** Opening SUPPLIED TEXT block **
Many unmarried individuals, particularly fathers, may have the wrong impression that because they were not married to their partner when a child was conceived and born that they do not have any parental rights. However, our Michigan parents will find it informative to learn that view is a relic of the past. In fact, several cases in the last few decades challenged this view, and the U.S. Supreme Court affirmed constitutional protections that should be afforded to a father particularly when that father has established a significant relationship with the child, and has played an active role in the upbringing of the child.
Furthermore, the Supreme Court noted that where a biological link, also known as paternity, has been established, the father should be given the chance to develop a relationship with the child, and be involved in the child’s life. But, what is the definition of a father? State law defines who a father is, and any rights that may be granted to a father depend on the statutory definitions, and whether or not paternity has been established.
Under Michigan family law, the man who decides to complete and signs an acknowledgment of parentage of the child is considered to be the father unless the mother denies it. It is important to note that this individual may not necessarily be the biological father but is the acknowledged father. An individual who alleges to be the biological father instead of the acknowledged father may file intent to claim paternity. The person who files such intent is entitled to a notice of hearings involving the determination of the identity of the father, and any parental termination proceedings.
In some cases a revocation of claim to paternity may be filed by a prosecutor, mother, acknowledged father or the alleged father. Such an action must be filed either one year after the acknowledgement of parentage was signed or within three years after the child’s birth. The party filing the revocation of paternity claim has the burden of showing that the acknowledged father is not the biological father of the child. The court may order a blood test to settle the issue.
Thus, what rights an unmarried father has with a child will depend on whether paternity has been established, and whether the individual is the acknowledged father. But, the important thing to keep in mind is that fathers’ have rights.
** Closing SUPPLIED TEXT block **
** Opening EXTRACTED MATERIAL block **
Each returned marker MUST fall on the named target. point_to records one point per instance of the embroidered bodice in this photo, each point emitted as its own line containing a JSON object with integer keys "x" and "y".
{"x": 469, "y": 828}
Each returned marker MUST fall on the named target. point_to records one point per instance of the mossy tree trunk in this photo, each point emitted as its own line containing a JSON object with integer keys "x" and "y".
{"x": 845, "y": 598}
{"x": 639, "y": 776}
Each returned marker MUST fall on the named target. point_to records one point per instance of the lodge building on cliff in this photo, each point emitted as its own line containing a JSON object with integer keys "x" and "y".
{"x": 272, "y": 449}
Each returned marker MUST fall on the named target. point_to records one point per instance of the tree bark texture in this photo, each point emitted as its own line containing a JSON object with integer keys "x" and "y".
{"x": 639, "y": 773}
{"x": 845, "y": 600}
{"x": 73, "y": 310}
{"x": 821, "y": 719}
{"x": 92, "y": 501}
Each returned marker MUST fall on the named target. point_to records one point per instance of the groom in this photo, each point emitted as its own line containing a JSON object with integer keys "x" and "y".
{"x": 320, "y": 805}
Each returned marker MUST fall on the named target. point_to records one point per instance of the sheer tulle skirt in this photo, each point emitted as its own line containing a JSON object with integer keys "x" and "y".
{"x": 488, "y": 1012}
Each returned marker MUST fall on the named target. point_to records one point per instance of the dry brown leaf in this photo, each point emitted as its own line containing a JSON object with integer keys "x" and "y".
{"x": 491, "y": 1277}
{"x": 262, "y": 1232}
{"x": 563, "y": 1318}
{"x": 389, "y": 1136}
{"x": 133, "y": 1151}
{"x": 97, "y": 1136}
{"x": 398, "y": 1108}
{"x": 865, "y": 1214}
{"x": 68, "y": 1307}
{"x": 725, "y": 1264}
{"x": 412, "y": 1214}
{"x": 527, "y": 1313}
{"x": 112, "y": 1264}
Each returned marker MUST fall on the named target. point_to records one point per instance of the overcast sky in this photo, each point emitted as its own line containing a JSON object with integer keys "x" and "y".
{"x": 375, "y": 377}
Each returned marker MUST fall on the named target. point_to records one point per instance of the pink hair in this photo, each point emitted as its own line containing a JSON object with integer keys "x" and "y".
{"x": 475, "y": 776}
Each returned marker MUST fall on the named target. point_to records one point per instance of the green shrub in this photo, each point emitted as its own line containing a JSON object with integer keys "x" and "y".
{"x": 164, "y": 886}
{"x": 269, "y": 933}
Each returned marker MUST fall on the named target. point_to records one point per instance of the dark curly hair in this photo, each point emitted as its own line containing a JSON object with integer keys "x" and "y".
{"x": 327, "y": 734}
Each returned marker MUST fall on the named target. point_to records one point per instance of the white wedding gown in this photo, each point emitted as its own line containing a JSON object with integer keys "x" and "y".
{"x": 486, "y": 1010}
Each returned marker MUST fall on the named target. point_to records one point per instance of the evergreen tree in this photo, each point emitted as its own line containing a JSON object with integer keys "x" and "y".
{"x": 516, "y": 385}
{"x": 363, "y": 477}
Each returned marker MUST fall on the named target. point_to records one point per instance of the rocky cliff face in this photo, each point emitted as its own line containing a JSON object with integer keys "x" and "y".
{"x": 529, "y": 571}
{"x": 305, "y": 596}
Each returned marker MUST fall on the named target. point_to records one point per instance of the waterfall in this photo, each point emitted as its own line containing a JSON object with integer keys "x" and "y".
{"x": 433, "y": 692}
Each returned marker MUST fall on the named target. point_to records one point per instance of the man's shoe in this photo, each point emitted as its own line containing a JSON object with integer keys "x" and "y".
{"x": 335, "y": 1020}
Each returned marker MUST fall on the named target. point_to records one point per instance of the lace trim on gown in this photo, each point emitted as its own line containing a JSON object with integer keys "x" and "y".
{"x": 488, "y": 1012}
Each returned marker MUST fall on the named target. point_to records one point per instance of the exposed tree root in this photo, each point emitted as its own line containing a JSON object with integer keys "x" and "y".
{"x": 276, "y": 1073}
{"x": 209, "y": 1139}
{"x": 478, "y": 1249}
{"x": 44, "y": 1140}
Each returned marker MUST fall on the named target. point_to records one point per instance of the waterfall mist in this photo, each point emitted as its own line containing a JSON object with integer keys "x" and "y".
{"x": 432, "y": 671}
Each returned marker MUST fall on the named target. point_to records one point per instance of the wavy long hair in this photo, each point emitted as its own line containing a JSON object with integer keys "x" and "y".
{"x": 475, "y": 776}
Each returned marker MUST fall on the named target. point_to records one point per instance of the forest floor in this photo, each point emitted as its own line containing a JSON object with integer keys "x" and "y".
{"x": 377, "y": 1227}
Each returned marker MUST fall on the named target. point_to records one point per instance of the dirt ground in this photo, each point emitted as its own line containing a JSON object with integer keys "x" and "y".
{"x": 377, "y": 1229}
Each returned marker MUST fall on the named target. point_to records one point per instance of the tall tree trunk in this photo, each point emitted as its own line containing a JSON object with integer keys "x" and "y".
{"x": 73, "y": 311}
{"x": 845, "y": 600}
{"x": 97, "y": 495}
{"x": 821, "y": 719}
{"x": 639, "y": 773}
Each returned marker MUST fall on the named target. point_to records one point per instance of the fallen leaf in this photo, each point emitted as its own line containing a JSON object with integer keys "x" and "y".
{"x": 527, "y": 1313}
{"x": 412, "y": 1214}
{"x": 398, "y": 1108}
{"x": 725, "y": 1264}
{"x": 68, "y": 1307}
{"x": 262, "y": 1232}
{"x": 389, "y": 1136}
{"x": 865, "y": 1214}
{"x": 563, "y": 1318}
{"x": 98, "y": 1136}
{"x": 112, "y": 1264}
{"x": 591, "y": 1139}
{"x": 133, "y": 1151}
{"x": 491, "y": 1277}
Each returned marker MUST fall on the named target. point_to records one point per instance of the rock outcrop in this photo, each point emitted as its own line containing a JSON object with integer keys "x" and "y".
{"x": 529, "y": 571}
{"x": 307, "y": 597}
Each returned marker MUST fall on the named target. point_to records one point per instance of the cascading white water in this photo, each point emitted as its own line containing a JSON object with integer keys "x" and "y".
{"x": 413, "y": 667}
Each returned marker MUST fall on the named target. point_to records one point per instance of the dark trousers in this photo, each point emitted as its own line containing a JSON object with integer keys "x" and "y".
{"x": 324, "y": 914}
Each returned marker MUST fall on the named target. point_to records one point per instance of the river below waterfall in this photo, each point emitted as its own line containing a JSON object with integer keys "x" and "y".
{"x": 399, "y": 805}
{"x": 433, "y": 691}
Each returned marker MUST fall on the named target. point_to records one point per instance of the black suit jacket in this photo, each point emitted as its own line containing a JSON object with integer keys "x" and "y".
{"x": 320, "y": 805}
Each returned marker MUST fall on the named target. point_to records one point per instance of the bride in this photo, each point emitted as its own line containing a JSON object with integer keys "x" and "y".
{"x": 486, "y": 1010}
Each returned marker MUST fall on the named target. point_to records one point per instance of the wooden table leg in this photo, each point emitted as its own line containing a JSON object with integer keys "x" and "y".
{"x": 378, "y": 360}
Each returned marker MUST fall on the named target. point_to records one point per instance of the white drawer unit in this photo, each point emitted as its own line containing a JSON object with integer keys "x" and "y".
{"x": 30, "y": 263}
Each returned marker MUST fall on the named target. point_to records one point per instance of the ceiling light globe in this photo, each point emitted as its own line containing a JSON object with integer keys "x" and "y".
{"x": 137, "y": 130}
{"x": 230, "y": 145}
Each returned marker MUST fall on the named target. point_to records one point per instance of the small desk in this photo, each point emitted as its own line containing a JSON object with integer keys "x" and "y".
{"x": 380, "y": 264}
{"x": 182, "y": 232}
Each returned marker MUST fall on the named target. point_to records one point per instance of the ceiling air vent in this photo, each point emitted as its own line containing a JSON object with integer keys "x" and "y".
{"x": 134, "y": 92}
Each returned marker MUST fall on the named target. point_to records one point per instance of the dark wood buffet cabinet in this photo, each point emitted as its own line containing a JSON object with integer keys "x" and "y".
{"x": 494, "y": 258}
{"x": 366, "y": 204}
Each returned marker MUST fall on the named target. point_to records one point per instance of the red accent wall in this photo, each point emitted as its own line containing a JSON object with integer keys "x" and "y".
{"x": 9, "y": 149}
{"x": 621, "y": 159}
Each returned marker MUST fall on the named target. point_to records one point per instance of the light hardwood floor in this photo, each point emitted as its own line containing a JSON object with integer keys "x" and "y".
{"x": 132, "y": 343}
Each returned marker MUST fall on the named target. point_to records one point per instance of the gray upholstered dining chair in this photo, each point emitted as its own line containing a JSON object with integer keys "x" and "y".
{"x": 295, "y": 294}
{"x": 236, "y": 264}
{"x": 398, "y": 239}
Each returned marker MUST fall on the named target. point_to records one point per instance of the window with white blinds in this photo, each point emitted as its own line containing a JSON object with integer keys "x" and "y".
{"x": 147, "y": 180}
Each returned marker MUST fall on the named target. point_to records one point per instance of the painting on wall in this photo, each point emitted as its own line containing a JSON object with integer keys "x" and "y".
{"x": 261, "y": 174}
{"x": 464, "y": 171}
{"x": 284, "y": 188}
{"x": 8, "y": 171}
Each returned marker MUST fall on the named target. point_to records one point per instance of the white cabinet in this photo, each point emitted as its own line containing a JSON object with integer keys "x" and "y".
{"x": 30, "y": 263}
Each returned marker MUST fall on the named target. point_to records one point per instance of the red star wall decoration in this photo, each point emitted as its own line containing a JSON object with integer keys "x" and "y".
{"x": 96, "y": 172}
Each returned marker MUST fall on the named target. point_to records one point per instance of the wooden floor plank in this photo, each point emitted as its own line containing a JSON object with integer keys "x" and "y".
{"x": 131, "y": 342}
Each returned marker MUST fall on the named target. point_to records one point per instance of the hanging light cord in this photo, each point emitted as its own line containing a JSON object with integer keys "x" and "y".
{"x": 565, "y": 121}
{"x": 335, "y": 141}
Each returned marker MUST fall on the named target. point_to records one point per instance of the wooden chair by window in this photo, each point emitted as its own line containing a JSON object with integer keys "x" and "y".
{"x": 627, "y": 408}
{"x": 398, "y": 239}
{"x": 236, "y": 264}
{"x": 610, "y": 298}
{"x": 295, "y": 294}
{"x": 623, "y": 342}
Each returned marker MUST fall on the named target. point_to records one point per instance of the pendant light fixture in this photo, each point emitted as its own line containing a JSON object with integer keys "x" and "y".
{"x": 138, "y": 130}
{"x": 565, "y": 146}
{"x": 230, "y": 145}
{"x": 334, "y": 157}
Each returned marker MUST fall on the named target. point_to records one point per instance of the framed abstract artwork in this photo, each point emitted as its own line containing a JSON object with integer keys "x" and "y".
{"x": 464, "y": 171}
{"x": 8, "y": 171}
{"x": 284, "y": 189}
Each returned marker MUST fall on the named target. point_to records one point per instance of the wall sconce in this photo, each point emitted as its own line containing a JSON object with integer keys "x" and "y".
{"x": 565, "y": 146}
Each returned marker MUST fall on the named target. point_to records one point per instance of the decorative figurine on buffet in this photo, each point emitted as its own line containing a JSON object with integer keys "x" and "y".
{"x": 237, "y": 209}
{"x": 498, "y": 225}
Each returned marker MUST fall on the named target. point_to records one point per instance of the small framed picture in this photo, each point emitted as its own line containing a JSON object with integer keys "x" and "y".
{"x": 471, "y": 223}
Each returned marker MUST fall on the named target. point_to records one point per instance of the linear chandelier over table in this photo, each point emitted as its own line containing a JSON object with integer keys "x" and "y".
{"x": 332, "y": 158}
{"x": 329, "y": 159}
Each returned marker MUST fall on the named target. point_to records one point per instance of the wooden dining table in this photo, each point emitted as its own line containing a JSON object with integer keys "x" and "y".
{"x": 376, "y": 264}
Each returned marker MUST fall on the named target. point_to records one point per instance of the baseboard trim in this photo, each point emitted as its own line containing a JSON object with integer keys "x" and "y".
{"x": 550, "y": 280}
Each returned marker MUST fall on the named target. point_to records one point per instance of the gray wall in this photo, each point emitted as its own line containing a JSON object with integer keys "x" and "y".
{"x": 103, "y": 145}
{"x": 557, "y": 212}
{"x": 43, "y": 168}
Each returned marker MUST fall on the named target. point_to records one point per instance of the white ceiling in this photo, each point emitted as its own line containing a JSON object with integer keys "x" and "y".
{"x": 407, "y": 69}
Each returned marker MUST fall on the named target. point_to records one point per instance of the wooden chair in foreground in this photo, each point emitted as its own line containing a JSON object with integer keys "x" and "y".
** Closing EXTRACTED MATERIAL block **
TASK REQUIREMENTS —
1: Name every party that, according to the text on unmarried fathers' rights in Michigan, may file a revocation of claim to paternity.
2: For each statement, decide whether it agrees with the text on unmarried fathers' rights in Michigan. Answer yes or no, and quote the words from the text that decide it.
(a) Under Michigan family law, the acknowledged father must be the biological father of the child.
(b) The court may order a blood test when a revocation of paternity claim is filed.
(c) A person who files intent to claim paternity is entitled to notice of hearings on the identity of the father.
3: Copy word for word the part of the text on unmarried fathers' rights in Michigan that runs between "Thus, what rights" and "fathers’ have rights.", inclusive.

ANSWER SET —
1:
1. A prosecutor
2. The mother
3. The acknowledged father
4. The alleged father

2:
(a) No: "this individual may not necessarily be the biological father but is the acknowledged father."
(b) Yes: "The court may order a blood test to settle the issue."
(c) Yes: "The person who files such intent is entitled to a notice of hearings involving the determination of the identity of the father"

3:
Thus, what rights an unmarried father has with a child will depend on whether paternity has been established, and whether the individual is the acknowledged father. But, the important thing to keep in mind is that fathers’ have rights.